*Task goal*.
Write out the material exactly, leaving every picture behind.

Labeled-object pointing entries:

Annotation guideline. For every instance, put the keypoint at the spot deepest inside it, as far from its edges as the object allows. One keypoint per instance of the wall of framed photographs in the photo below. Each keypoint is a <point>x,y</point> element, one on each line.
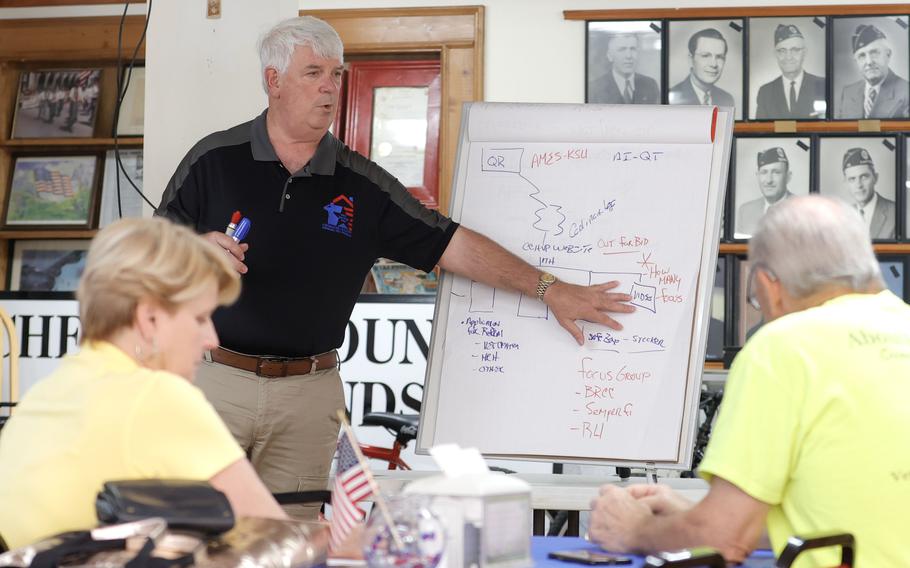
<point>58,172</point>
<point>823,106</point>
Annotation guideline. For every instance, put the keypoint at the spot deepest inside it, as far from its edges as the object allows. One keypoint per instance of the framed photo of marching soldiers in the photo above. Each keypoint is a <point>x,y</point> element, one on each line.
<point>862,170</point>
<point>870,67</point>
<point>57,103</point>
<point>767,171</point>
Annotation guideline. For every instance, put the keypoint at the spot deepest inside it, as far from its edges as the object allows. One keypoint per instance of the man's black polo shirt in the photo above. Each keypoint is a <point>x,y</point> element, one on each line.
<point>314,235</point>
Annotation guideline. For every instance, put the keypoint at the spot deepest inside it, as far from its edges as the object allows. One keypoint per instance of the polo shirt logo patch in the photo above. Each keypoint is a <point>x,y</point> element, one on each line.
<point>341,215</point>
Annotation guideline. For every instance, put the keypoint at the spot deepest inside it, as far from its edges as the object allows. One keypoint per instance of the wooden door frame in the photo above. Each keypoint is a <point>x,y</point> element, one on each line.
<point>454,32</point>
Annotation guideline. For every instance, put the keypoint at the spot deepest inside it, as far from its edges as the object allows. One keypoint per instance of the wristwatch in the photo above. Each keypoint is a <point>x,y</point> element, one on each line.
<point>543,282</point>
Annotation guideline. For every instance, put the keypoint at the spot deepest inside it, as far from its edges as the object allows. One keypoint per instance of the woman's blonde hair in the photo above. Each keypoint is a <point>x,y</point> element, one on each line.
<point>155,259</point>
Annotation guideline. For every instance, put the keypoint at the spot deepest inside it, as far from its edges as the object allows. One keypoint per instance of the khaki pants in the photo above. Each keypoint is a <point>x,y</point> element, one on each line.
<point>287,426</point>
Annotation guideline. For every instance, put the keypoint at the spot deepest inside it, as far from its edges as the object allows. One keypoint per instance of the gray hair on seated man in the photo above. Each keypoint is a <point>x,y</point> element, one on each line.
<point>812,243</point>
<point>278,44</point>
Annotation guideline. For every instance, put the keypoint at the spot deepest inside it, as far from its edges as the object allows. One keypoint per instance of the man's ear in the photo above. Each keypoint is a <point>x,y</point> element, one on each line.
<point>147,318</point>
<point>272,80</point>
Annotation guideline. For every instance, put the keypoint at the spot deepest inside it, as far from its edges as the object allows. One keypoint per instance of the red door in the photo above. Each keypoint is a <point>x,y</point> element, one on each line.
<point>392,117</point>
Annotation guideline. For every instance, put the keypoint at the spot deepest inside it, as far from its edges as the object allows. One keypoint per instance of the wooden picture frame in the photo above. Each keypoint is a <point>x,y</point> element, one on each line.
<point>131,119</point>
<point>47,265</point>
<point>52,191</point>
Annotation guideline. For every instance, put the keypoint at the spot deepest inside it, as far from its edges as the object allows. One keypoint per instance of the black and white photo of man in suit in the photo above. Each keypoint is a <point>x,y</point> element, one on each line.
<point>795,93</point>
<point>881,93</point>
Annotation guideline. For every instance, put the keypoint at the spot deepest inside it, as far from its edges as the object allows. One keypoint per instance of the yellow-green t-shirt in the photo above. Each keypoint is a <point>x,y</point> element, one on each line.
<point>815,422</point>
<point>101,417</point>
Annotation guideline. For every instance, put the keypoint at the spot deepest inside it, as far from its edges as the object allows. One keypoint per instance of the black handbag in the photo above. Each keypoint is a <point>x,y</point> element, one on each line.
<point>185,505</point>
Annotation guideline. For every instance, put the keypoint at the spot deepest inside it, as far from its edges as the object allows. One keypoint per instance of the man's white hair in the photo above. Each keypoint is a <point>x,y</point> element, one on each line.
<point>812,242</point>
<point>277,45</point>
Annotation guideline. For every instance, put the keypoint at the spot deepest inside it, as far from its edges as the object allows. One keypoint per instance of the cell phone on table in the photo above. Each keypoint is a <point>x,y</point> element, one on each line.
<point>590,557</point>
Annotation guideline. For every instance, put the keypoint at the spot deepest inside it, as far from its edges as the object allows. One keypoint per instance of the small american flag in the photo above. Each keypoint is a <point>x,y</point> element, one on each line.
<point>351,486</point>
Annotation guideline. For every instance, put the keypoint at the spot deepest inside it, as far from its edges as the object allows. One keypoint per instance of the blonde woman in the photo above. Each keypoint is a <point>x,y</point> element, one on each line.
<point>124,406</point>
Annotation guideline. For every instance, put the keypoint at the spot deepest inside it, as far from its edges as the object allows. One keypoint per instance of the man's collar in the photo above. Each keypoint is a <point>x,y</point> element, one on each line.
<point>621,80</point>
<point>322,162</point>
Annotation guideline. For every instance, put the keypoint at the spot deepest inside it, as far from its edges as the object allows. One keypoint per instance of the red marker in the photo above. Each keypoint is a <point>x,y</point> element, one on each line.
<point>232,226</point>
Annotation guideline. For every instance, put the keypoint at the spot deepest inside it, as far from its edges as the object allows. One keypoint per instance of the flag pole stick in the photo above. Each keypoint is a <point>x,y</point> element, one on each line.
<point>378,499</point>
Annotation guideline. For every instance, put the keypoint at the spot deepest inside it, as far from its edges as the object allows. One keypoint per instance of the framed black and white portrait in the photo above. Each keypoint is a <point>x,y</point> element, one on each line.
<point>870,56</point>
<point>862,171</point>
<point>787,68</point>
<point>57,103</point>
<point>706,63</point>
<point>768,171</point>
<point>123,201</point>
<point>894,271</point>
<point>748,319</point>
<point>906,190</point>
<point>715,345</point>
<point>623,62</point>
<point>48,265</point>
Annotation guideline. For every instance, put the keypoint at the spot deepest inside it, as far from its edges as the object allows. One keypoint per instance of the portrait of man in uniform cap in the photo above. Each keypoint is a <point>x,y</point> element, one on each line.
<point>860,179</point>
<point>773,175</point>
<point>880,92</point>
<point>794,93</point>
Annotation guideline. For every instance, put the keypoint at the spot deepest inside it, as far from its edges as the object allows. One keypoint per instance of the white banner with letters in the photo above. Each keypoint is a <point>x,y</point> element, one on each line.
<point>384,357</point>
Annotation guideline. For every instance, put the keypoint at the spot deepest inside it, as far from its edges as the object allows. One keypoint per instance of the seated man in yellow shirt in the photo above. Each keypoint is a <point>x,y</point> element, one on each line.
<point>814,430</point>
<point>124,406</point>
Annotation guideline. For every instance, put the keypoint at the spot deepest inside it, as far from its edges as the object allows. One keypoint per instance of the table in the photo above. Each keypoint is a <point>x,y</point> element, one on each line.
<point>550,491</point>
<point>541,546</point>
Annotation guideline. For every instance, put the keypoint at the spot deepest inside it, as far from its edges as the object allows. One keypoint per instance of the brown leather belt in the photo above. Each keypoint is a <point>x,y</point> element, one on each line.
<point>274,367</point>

*Exercise result*.
Annotation guideline. For every instance, put the keypoint at the spot deepest inside it, as far from its edges as the object allows. One keypoint per instance of the wall of framed photographs in the photo below. Each keypoint is a <point>x,y</point> element, one on each line.
<point>58,172</point>
<point>823,106</point>
Annotation guideline. For every instance, put the keypoint at the spot deepest inside it, as far from its edges as the object allows. One keypoint per instance of the framed photo of marching soldiers in the photo above. Each keypoint is a <point>x,y</point> element, one on each line.
<point>862,170</point>
<point>870,67</point>
<point>57,103</point>
<point>767,171</point>
Annotation guideline. For every instance, put the keypoint at the spot deepest inside it, as far from its edges as the object allows. One keypoint per instance of the man's black polo shirt in the photo above. Each keypoint is a <point>x,y</point> element, one on each line.
<point>314,235</point>
Annotation guideline. For every instance, put the keypoint at the spot deepest inside it, as far from its edges as the object allows. One keypoint per instance of the polo shirt logo patch in the photo above. Each keypoint is a <point>x,y</point> element, one on each line.
<point>341,215</point>
Annotation guideline. For every instance, put the keypoint at the spot deepest inside it, as far from its edges as the object allows. One keypoint per instance of the wooden door frame in the photo above. Each keypoint is a <point>x,y</point> element, one on each line.
<point>454,32</point>
Annotation guideline. For every instance, put the keypoint at the spot deepest inside it, as far from its edges as the object allows. One keypoint per instance of the wristwatch in the photo above. Each keypoint is a <point>x,y</point> element, one on each line.
<point>543,282</point>
Annotation guideline. For every instance, put the keypoint at the spot deepest inside it, as far from its edges as the object allows. One keypoint per instance of the woman's blonde hair in the photo above. Each keypoint is a <point>x,y</point> element, one on each line.
<point>155,259</point>
Annotation guideline. For every instance, put the keypoint at the spot deepest inside it, as far from its edges as the object allows. One keypoint per instance of the khaki pants in the photo above. Each keypoint is a <point>x,y</point> element, one on each line.
<point>287,426</point>
Annotation guideline. For every instance, put the keypoint at the spot deepest inside it, as far from its edges as the object allows. One keypoint per instance of the gray hair on seated man in the photo above. Each keypoint is a <point>x,y</point> element, one on each line.
<point>812,243</point>
<point>278,44</point>
Annotation guideline. For every instance, put the keypoint at the spot deepest inside it, as far from its edges as the object allows. One keypoint per instance of the man's ear in the photo above. Each keypoint is a <point>x,y</point> element, one on each line.
<point>147,318</point>
<point>272,80</point>
Annotation guideline. For every instance, put the keypoint at the spot deepest inside it, as far from its edges as the object allows. One keypoint per instance of the red door in the photo above. Each keypoint is a <point>x,y</point> element, one on each line.
<point>392,117</point>
Annotation guideline. For every instance, put the keypoint at the spot deepest inside it, as far from its edges as the object allows. One keypoint per instance of the wooden picture frame in the photo above. Each keypoint is a <point>x,y</point> element, one on each line.
<point>131,119</point>
<point>47,265</point>
<point>52,191</point>
Annotation guideline. For every instance, put the keypoint at the spot deepest inside it, as far from its edges as the object allows. One keypoint per instance of the black and white photo of man in suit in the photo above. Each keypoint is a <point>x,y</point> element, one on each line.
<point>795,93</point>
<point>881,93</point>
Annotation guideline. For every instance, put the keypoint at the spot deepest inside it, as far from its edges as the object allows. One keypoint per instance of the yellow-green t-shirt in the photo above. Each keypoint is a <point>x,y</point> element, one on each line.
<point>815,422</point>
<point>101,417</point>
Annotation guideline. For every instance, put the keypoint at the spot deepest inside it, as far from its edges as the object allows. One keypoint per instance of the black handbag in the photo above. Each keypoint is a <point>x,y</point> element, one on each line.
<point>185,505</point>
Annotation guideline. For every instance, put the keypoint at the spot deepest inside it, as far from its edges as the object allows. One keypoint per instance of the man's white hair in the photo above. Each keypoint is a <point>x,y</point> element, one on each line.
<point>812,242</point>
<point>277,45</point>
Annotation guideline. For every instance, put the keypoint at the spot deepest inside it, as far from its edges as the object allows. One keypoint per instance of the cell phone on table in the photo above. Each keypoint is a <point>x,y</point> element, one on each line.
<point>590,557</point>
Annotation guideline. For every instance, put the keypoint at the spot deepest inside it, as far from its edges as the object allows. One keypoint per instance of the small american flag in the photo above. Each keypoint is a <point>x,y</point> element, one on each line.
<point>351,486</point>
Annotation guideline. For every instance, put the keypoint at the spot deepest inside it, as far from its edges as the object allows. One keypoint per instance of the blonde woman in the photo above. Each keypoint is a <point>x,y</point> element, one on each line.
<point>124,406</point>
Annotation guideline. For every instance, put the keypoint at the spot deepest inside it, as far from its edges as the object allows. One keypoint per instance of the man's collar in the photo above. Each keypoint is a <point>x,y</point> element, one on each line.
<point>621,80</point>
<point>322,162</point>
Annotation guideline. For every instance, put the keypoint at the spot deepest inside it, as far from its edges as the object allows. One keypoint per instance of the red marker in the photo above. Each keypoint is a <point>x,y</point> element, one on each line.
<point>232,226</point>
Annotation guideline. For every instance, put the keypoint at the spot deepest inside it, as far from its edges as the object allows. One keypoint per instance of the flag pole stick in the photo above. Each keypoint is a <point>x,y</point> element, one on each line.
<point>378,499</point>
Annotation guideline. For every instance, put the keypoint at the spot deepest inside it, as far from its edges as the object allows. One keypoint per instance of the framed black and white portrait in the photo above. Each keypoint is a <point>x,y</point> element, one on each line.
<point>870,56</point>
<point>862,171</point>
<point>787,68</point>
<point>57,103</point>
<point>706,63</point>
<point>768,171</point>
<point>123,201</point>
<point>894,271</point>
<point>748,319</point>
<point>906,190</point>
<point>715,345</point>
<point>623,62</point>
<point>48,265</point>
Annotation guideline. For every instance, put the keypoint at the spot deepest inside it, as far from its edges as the object allows. One keypoint per instance of the portrait of man in uniform cap in the photo above. Each keypoint is a <point>x,y</point> element, one on each line.
<point>860,179</point>
<point>773,175</point>
<point>880,92</point>
<point>794,93</point>
Annotation guideline. For every instance, put the keypoint at the spot deepest inside it, as far from its edges as the object allows. One keypoint per instance of the white banner with letters in the photo above. Each keypoint is a <point>x,y</point> element, one on each line.
<point>384,357</point>
Annotation guideline. For every instance, put the keypoint at the spot deepest inside it, as far from its edges as the object allows. One keypoint per instance of the seated man in yellow shirt in the photo above. Each keypoint is a <point>x,y</point> element, one on each line.
<point>814,430</point>
<point>124,406</point>
Annotation guideline. For every instance, put the keypoint at the spot deepest inside it, as far from its edges as the object allows. One keypoint per instance of the table in the photo above. Each keypoint is a <point>x,y</point> element, one on each line.
<point>550,491</point>
<point>541,546</point>
Annotation guideline. For every instance, put the keypoint at the spot deepest inside it, as far from its edges as the object allows. One keypoint per instance of the brown leather belt in the photo above. Each keypoint is a <point>x,y</point> element, one on each line.
<point>274,367</point>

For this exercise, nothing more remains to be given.